=== Data excerpts ===
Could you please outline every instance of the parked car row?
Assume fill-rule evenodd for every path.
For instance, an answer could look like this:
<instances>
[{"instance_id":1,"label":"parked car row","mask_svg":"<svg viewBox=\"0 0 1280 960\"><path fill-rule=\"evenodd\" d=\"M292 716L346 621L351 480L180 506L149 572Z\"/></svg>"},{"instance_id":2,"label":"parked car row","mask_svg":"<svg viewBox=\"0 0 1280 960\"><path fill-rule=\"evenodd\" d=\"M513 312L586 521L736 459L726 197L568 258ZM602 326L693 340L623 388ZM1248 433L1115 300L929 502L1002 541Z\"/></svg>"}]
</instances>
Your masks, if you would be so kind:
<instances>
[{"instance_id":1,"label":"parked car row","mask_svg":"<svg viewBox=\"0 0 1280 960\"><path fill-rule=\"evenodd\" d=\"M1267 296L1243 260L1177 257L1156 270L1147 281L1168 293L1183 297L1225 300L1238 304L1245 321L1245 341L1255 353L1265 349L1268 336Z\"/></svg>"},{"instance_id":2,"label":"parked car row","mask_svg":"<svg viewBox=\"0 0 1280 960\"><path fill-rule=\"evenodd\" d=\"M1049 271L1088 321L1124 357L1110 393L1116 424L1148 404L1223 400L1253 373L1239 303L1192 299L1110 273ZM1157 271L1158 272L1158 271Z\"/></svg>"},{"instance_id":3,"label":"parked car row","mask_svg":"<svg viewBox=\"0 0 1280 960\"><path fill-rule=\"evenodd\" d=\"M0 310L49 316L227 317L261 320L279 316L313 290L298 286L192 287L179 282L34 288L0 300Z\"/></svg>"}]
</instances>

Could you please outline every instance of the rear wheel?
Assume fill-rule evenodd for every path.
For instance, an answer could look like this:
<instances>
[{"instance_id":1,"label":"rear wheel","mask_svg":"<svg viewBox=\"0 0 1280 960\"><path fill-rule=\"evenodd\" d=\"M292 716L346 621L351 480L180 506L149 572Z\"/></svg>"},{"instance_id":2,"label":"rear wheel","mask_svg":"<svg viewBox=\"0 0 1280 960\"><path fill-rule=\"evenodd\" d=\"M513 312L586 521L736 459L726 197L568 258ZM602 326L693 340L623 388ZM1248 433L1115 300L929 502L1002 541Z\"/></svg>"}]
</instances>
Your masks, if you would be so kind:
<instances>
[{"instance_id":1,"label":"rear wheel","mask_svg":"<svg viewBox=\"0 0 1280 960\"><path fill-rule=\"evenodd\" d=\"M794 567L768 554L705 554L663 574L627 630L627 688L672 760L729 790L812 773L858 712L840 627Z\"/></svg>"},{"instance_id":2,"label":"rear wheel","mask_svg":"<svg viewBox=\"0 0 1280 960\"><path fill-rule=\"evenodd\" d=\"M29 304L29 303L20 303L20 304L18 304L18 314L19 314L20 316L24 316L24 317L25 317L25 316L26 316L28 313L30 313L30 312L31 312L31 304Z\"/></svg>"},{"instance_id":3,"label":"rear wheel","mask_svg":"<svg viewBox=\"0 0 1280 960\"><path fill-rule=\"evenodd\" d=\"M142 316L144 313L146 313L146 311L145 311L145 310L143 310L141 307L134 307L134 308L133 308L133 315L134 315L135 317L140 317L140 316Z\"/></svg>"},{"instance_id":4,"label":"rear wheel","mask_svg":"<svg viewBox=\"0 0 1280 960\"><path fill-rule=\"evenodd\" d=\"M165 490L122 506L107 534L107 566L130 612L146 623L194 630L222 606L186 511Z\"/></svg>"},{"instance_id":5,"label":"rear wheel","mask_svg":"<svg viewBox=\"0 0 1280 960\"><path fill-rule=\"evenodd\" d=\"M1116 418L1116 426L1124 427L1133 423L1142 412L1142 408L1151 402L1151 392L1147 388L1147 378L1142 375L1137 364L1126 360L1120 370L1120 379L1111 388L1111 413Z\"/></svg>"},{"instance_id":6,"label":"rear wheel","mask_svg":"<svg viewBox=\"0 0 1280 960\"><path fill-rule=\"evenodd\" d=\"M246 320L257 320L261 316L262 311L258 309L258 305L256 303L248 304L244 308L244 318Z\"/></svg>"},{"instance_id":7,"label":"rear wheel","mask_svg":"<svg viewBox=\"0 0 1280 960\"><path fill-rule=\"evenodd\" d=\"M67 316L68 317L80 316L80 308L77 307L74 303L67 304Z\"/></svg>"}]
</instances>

=== Task objective ===
Return the whole listing exactly as it reads.

=== Response area ===
Could you please outline every instance of the parked car row?
Assume fill-rule evenodd for every path.
For instance, an answer could look like this:
<instances>
[{"instance_id":1,"label":"parked car row","mask_svg":"<svg viewBox=\"0 0 1280 960\"><path fill-rule=\"evenodd\" d=\"M292 716L346 621L351 480L180 506L149 572Z\"/></svg>"},{"instance_id":2,"label":"parked car row","mask_svg":"<svg viewBox=\"0 0 1280 960\"><path fill-rule=\"evenodd\" d=\"M513 312L586 521L736 459L726 197L568 258ZM602 326L693 340L623 388ZM1248 433L1115 300L929 502L1002 541Z\"/></svg>"}]
</instances>
Your masks, if you would be so kind:
<instances>
[{"instance_id":1,"label":"parked car row","mask_svg":"<svg viewBox=\"0 0 1280 960\"><path fill-rule=\"evenodd\" d=\"M1267 296L1243 260L1177 257L1156 270L1147 281L1168 293L1183 297L1225 300L1238 304L1245 321L1245 341L1255 353L1265 349L1268 336Z\"/></svg>"},{"instance_id":2,"label":"parked car row","mask_svg":"<svg viewBox=\"0 0 1280 960\"><path fill-rule=\"evenodd\" d=\"M1049 271L1088 321L1124 357L1110 393L1116 424L1148 404L1223 400L1253 373L1239 303L1192 299L1110 273ZM1157 271L1158 272L1158 271Z\"/></svg>"},{"instance_id":3,"label":"parked car row","mask_svg":"<svg viewBox=\"0 0 1280 960\"><path fill-rule=\"evenodd\" d=\"M0 310L49 316L227 317L261 320L279 316L313 290L298 286L192 287L179 282L34 288L0 300Z\"/></svg>"}]
</instances>

Could you please outline every instance of the rear wheel?
Assume fill-rule evenodd for every path.
For instance, an answer could look like this:
<instances>
[{"instance_id":1,"label":"rear wheel","mask_svg":"<svg viewBox=\"0 0 1280 960\"><path fill-rule=\"evenodd\" d=\"M292 716L346 621L351 480L180 506L149 572Z\"/></svg>"},{"instance_id":2,"label":"rear wheel","mask_svg":"<svg viewBox=\"0 0 1280 960\"><path fill-rule=\"evenodd\" d=\"M513 312L586 521L736 459L726 197L568 258ZM602 326L693 340L623 388ZM1248 433L1115 300L929 502L1002 541Z\"/></svg>"}]
</instances>
Your masks, if you would be so kind:
<instances>
[{"instance_id":1,"label":"rear wheel","mask_svg":"<svg viewBox=\"0 0 1280 960\"><path fill-rule=\"evenodd\" d=\"M794 567L768 554L705 554L663 574L627 630L627 688L672 760L729 790L812 773L858 712L840 627Z\"/></svg>"},{"instance_id":2,"label":"rear wheel","mask_svg":"<svg viewBox=\"0 0 1280 960\"><path fill-rule=\"evenodd\" d=\"M29 304L29 303L20 303L20 304L18 304L18 314L19 314L20 316L24 316L24 317L25 317L25 316L26 316L28 313L30 313L30 312L31 312L31 304Z\"/></svg>"},{"instance_id":3,"label":"rear wheel","mask_svg":"<svg viewBox=\"0 0 1280 960\"><path fill-rule=\"evenodd\" d=\"M142 316L144 313L146 313L146 311L145 311L145 310L143 310L141 307L134 307L134 308L133 308L133 315L134 315L135 317L140 317L140 316Z\"/></svg>"},{"instance_id":4,"label":"rear wheel","mask_svg":"<svg viewBox=\"0 0 1280 960\"><path fill-rule=\"evenodd\" d=\"M165 490L122 506L107 534L107 566L130 612L146 623L194 630L222 606L186 511Z\"/></svg>"},{"instance_id":5,"label":"rear wheel","mask_svg":"<svg viewBox=\"0 0 1280 960\"><path fill-rule=\"evenodd\" d=\"M1116 418L1116 426L1124 427L1133 423L1142 412L1142 408L1151 402L1151 392L1147 388L1147 378L1142 375L1137 364L1126 360L1120 370L1120 379L1111 388L1111 413Z\"/></svg>"},{"instance_id":6,"label":"rear wheel","mask_svg":"<svg viewBox=\"0 0 1280 960\"><path fill-rule=\"evenodd\" d=\"M246 320L257 320L261 316L262 311L258 309L258 305L256 303L248 304L244 308L244 318Z\"/></svg>"},{"instance_id":7,"label":"rear wheel","mask_svg":"<svg viewBox=\"0 0 1280 960\"><path fill-rule=\"evenodd\" d=\"M67 316L68 317L80 316L80 308L77 307L74 303L67 304Z\"/></svg>"}]
</instances>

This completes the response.